**TEXT TO READ:**
# LGD getting bullied by sheep



## angelspeeper (Sep 6, 2012)

I hope someone knows how to fix this problem. I was told to get a LGD as a puppy to raise with the animals it will evetually protect. Ok, I did that. My Pyre puppy is now 4 months old and is getting bullied by the sheep. She lives in the barn with the sheep 24/7, but does NOT have free contact with the sheep. She is in a chain-link dog kennel inside the barn, and the sheep are locked in the barn at night. (because of predators) The puppy is only in actual contact with the sheep when I am there and the pup is on leash. My sheep are somewhat calm. But the adult ewes will walk up from as far away as 15-20 feet. come within 1-2 feet of the pup, stop and look at her and then butt the snot out of her. They do not stop until I intervene. How do I get the sheep to accept the pup as their guardian when she is bigger? I don't want to make the puppy scared of the sheep that she will eventually guard. What can I do?


----------



## Maura (Jun 6, 2004)

Puppy is too close to the sheep if they can butt her. You might want to put her in a pen with some small lambs for a few minutes at a time.


----------



## angelspeeper (Sep 6, 2012)

Maura said:


> Puppy is too close to the sheep if they can butt her. You might want to put her in a pen with some small lambs for a few minutes at a time.



The puppy spends most of her time in a chain-link dog kennel within the barn while the sheep have free access to all the other parts of the barn. The ewes seem fine around her (the pup) as long as she is IN the kennel. The pup is only allowed out when I can supervise her. (meaning I'm right there and pup is on a leash)

I was afraid to put her in with the lambs because she wants to "play" with them. (read it as....she gets too rough) They are her size so she wants to treat them like her littermates.

**EXERCISES:**
**A.** In the thread about the guardian puppy and the sheep, how old is the puppy?
**B.** Please resume the thread about the guardian puppy and the sheep, picking up after its last post.

**GIVEN INFORMATION:**
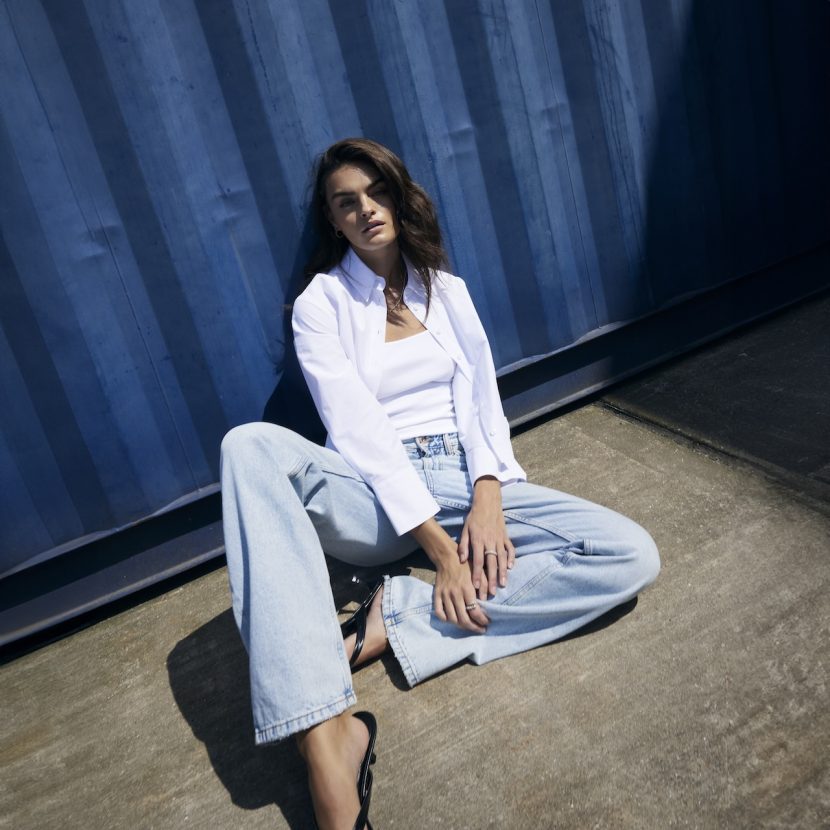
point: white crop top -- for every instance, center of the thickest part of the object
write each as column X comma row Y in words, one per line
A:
column 416, row 386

**ANSWERS FOR THE EXERCISE:**
**A.** Four months old.

**B.**
At first I thought it was the mommas being protective over their lambs. So I walked her out into the pasture where there were only OPEN ewes. The same thing happened. At first the ewes came closer like they were curious. But would stop about 15-20 feet away from me and the pup.(she was still on a leash) Then sure enough one would get brave and march right over to the pup, look at her and then proceed to butt the snot out of her. Now the pup is getting scared of the adults. She sees them coming her way and turns tail to leave before they get there.

We NEED some sort of guardian as we have a BIG predator problem. I had a female donkey...TWICE. Both times the donkey would attack the ewes. At first I thought it was just the one donk. Got rid of her and got a different female donk...same thing happened again. So I got rid of that donk too. After much hesitation we got a LGD pup.

Did I get a dud for a LGD? Is there any hope of convincing the sheep to accept the pup and making this work?


----------



## motdaugrnds (Jul 3, 2002)

I'm watching this thread because I've never heard of such an occurrence. 

My first thoughts are the puppy needs to gain some confidence and "enjoy" life; and to me, that is more important that that young age.

I remember when I first got my Karakachan. She was only "2 months" old. Yet, she was so playful and agile that, should any of my goats even start to butt her, she would move away. I'm wondering why your pup is letting them beat on her!


----------



## ONG2 (Sep 22, 2010)

I would try taking the pup off the leash. Many LGD will lie down and be submissive to an approaching sheep. Be sure to monitor the situation and see what happens.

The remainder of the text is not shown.